### [THE TASK]
Search the listing below for the line containing "Target: black patterned dress". From there through the line containing "of the shoelace?", transcribe every line exactly, both ends included.

START MATERIAL FOR THIS EXERCISE

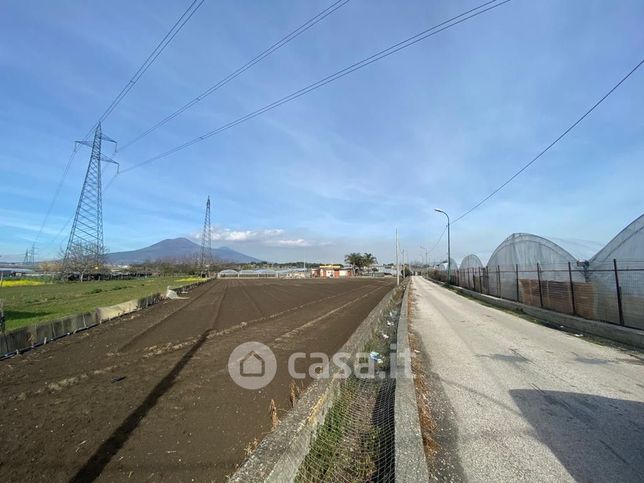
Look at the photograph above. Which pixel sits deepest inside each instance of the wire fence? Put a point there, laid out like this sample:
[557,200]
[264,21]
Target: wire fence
[611,292]
[356,442]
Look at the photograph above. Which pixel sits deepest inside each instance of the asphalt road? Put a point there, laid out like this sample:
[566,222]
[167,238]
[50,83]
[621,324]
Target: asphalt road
[519,401]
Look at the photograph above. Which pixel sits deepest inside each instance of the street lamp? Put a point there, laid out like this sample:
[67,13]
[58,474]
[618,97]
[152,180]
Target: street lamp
[449,256]
[426,265]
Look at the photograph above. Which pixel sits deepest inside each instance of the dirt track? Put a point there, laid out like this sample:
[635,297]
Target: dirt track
[148,397]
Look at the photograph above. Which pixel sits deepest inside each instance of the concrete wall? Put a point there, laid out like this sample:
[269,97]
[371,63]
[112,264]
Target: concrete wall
[411,464]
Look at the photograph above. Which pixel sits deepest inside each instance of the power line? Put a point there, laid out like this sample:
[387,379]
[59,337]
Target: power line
[258,58]
[559,138]
[485,7]
[178,25]
[172,33]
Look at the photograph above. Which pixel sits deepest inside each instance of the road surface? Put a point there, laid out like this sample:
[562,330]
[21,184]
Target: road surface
[519,401]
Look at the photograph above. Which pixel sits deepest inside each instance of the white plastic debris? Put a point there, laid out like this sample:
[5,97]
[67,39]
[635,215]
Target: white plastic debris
[172,295]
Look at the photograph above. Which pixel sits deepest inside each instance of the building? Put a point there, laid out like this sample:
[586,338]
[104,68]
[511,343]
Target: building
[332,271]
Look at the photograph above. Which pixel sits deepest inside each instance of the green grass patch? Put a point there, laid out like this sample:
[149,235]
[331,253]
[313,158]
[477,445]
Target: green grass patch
[30,304]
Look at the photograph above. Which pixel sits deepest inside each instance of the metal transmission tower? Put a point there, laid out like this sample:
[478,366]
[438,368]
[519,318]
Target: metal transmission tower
[30,255]
[206,241]
[85,250]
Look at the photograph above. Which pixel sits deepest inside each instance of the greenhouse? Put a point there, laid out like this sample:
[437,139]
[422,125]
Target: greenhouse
[620,264]
[228,274]
[537,271]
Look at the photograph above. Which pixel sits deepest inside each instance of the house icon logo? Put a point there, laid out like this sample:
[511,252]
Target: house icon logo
[252,365]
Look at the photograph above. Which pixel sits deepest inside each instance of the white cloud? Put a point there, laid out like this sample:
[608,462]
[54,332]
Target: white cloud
[226,234]
[299,242]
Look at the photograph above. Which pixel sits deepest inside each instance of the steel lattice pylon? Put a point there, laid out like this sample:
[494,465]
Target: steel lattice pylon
[206,241]
[85,250]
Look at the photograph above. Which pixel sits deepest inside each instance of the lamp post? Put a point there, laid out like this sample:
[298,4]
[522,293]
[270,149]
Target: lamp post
[449,255]
[426,265]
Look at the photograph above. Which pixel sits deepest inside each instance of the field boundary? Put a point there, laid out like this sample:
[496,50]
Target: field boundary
[410,461]
[35,335]
[279,456]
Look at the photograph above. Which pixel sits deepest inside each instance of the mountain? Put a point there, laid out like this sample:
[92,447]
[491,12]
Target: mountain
[176,249]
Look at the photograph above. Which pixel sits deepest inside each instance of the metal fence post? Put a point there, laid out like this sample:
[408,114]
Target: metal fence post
[498,278]
[539,279]
[572,290]
[619,293]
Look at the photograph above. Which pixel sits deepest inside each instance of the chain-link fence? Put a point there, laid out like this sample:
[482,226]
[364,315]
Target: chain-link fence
[610,292]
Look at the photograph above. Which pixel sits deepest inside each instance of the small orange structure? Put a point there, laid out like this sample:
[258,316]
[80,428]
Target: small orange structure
[331,271]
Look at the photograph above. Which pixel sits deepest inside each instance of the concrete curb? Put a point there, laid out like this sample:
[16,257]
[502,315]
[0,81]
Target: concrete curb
[625,335]
[411,464]
[280,454]
[33,336]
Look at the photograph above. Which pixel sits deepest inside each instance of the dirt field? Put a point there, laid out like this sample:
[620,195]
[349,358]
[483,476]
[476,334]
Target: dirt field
[148,397]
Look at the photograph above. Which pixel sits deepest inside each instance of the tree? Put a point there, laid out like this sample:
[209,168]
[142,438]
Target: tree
[82,260]
[355,259]
[369,259]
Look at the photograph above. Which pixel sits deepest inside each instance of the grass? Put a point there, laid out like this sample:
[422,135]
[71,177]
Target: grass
[34,301]
[21,283]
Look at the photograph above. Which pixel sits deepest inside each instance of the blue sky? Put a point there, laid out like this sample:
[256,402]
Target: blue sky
[440,124]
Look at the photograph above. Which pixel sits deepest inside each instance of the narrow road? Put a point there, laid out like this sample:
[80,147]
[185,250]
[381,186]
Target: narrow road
[519,401]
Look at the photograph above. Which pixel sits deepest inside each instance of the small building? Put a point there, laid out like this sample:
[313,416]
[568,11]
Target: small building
[332,271]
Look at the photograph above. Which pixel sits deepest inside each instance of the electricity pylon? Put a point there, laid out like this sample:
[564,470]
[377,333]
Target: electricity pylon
[30,256]
[85,250]
[206,241]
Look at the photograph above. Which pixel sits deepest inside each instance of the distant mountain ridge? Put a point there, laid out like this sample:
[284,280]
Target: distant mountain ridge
[178,249]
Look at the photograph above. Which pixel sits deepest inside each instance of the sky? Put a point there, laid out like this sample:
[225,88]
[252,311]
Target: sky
[439,124]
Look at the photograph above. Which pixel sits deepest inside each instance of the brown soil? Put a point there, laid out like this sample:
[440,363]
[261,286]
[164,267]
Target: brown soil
[147,397]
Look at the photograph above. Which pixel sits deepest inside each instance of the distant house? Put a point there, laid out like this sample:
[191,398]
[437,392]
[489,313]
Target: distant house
[331,271]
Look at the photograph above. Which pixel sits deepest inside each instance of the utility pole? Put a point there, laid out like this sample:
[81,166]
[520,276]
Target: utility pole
[397,263]
[206,241]
[85,250]
[426,264]
[449,255]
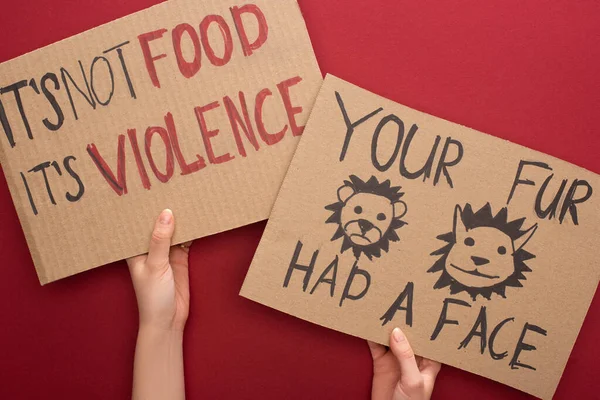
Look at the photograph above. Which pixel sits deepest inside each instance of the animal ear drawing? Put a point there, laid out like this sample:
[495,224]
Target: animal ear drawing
[459,229]
[345,192]
[520,242]
[400,209]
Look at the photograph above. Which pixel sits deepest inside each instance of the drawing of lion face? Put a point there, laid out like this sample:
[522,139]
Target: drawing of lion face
[484,253]
[367,215]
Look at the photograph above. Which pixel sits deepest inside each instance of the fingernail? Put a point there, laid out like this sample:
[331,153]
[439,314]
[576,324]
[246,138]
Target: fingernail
[166,217]
[398,335]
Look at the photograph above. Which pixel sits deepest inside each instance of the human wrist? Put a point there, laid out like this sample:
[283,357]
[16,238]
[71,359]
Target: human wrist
[160,332]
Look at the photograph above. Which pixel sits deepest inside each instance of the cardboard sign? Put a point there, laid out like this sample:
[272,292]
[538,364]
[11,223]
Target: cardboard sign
[191,105]
[483,251]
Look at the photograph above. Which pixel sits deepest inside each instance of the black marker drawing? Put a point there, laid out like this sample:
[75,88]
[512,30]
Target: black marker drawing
[484,253]
[367,214]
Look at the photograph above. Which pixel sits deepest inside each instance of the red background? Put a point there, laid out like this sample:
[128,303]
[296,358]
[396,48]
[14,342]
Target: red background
[526,71]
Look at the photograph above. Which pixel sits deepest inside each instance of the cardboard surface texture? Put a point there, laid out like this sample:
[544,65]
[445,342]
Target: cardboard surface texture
[483,251]
[191,105]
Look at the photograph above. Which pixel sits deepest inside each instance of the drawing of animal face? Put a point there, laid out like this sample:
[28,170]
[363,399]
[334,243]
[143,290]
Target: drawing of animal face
[481,257]
[367,215]
[484,253]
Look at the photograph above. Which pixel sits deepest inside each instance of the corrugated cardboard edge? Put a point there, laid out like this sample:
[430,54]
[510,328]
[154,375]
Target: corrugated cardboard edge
[328,76]
[36,256]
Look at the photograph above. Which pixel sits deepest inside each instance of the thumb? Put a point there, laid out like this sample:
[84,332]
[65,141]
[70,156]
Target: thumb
[160,243]
[411,380]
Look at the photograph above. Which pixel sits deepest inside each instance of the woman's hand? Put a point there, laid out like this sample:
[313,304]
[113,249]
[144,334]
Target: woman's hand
[161,284]
[398,374]
[160,279]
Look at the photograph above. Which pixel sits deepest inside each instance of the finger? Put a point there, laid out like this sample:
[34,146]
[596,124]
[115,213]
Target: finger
[186,246]
[430,368]
[377,350]
[160,243]
[131,261]
[410,376]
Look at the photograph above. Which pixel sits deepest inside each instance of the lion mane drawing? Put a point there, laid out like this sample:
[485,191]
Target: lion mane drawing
[484,253]
[367,214]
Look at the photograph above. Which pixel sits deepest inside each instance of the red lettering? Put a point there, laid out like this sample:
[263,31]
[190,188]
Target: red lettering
[225,34]
[132,134]
[236,121]
[187,68]
[263,28]
[289,109]
[169,168]
[268,138]
[119,184]
[144,38]
[208,134]
[186,168]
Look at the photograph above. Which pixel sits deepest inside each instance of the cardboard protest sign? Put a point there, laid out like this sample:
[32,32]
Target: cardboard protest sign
[483,251]
[191,105]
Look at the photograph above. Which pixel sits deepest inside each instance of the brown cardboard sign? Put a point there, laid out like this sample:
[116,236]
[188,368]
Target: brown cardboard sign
[483,251]
[191,105]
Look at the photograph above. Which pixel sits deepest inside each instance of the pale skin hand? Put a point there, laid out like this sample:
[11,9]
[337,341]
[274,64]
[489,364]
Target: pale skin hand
[400,375]
[161,282]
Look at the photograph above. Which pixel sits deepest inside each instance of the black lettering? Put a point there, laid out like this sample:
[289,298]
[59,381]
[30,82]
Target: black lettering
[551,209]
[522,346]
[407,294]
[330,281]
[31,202]
[570,204]
[308,269]
[6,126]
[443,316]
[518,179]
[493,354]
[350,125]
[52,100]
[75,176]
[123,66]
[112,80]
[42,167]
[375,141]
[426,169]
[443,164]
[15,88]
[87,96]
[481,322]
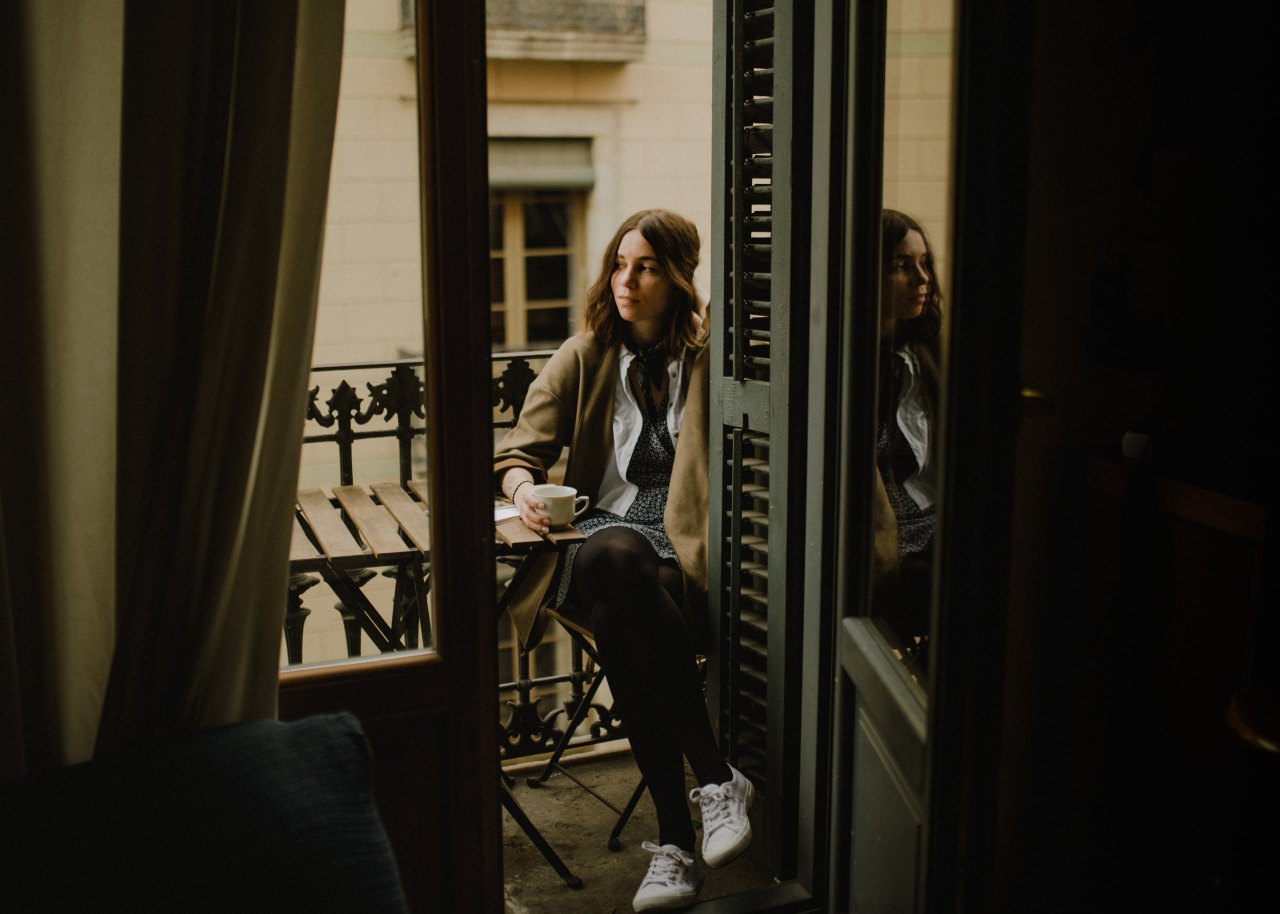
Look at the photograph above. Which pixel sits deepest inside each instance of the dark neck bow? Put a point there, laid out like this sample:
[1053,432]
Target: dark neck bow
[652,361]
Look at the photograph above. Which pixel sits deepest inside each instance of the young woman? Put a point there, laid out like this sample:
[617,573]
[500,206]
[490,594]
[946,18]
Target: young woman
[627,397]
[905,448]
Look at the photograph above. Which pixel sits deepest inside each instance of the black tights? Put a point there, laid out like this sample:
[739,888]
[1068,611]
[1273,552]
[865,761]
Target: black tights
[647,648]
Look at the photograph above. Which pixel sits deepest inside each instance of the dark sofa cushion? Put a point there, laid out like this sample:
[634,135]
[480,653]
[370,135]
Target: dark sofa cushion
[263,816]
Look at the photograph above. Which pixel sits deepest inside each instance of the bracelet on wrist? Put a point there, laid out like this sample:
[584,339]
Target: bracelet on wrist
[516,490]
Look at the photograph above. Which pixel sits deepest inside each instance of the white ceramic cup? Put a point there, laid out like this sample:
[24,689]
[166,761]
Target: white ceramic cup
[562,503]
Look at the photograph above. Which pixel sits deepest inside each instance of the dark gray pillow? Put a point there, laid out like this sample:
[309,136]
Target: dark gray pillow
[263,816]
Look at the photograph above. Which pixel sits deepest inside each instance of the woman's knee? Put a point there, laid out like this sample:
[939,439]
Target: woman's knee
[617,562]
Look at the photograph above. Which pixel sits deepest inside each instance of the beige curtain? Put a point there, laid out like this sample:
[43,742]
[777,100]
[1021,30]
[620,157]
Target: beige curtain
[168,170]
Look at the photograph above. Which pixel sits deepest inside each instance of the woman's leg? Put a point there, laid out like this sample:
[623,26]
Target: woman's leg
[648,654]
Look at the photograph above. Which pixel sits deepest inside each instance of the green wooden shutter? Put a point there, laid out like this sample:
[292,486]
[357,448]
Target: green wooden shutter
[759,275]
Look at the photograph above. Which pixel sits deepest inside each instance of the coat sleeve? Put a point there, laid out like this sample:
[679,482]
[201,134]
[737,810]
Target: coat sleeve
[545,424]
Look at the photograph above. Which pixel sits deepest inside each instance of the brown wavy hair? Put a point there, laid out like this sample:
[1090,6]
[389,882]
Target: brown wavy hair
[677,248]
[926,330]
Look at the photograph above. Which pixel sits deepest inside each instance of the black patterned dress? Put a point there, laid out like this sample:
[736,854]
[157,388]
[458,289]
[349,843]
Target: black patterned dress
[650,470]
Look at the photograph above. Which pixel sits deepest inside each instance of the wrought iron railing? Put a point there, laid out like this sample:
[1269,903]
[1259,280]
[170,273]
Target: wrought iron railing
[366,421]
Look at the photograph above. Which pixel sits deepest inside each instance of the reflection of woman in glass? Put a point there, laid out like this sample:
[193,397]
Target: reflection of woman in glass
[905,447]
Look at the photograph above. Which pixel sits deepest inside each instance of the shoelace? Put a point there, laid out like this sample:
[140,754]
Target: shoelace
[714,801]
[667,867]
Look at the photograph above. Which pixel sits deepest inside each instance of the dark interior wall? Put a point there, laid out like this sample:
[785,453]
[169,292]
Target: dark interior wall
[1146,309]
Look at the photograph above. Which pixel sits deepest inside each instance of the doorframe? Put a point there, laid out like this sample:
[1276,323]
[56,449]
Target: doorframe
[990,168]
[424,713]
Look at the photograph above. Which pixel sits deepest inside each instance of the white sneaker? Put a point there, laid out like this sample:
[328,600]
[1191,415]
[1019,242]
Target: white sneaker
[673,878]
[726,830]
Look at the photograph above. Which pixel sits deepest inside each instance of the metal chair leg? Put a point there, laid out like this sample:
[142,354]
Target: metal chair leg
[517,813]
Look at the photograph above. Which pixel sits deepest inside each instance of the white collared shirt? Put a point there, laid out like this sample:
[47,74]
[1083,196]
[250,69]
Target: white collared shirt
[913,419]
[616,493]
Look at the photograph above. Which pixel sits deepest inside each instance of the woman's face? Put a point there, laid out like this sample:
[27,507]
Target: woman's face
[905,280]
[641,289]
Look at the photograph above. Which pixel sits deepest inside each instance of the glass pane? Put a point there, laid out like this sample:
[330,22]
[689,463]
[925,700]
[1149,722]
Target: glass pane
[547,278]
[497,279]
[545,224]
[368,348]
[548,328]
[496,224]
[498,328]
[913,310]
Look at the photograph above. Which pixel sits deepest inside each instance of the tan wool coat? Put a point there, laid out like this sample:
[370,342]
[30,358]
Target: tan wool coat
[571,405]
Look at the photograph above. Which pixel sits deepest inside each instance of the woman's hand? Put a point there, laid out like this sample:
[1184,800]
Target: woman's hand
[530,507]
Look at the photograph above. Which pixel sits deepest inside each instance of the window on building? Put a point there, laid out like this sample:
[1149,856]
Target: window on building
[535,269]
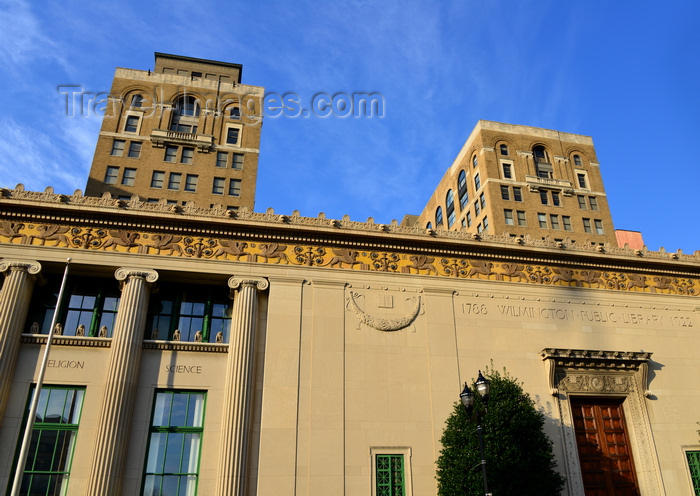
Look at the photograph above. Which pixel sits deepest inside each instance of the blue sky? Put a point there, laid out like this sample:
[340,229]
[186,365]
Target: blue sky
[624,73]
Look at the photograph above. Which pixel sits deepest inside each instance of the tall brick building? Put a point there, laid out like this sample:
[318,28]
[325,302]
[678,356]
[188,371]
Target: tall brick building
[187,131]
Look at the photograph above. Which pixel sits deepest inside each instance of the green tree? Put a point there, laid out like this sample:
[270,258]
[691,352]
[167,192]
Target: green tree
[519,457]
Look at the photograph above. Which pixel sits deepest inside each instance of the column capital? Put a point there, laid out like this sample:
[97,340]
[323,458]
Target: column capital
[31,266]
[260,283]
[123,273]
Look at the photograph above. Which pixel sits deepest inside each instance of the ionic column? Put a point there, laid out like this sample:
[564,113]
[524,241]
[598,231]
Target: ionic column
[120,384]
[235,421]
[14,303]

END MATERIAL FOR THIS EXERCISE

### [REPLY TO THE EXERCISE]
Target: black patterned dress
[650,470]
Look at the photograph above. Which pixel sits deepest inside each instance of the wrought iron railing? Put a point there, laid out like this sample:
[1269,903]
[1259,280]
[170,273]
Target: wrought iron railing
[366,421]
Look at the photograph above. Which pixel sits deepest inside each instance of the reflection of woman in glass? Put a point there, laid out like this sample:
[193,397]
Target: reflection of woman in glass
[905,447]
Look at the photograph above. Which pixel sits deepest inside each instance of the shoelace? Put a point there, laid out like this sample:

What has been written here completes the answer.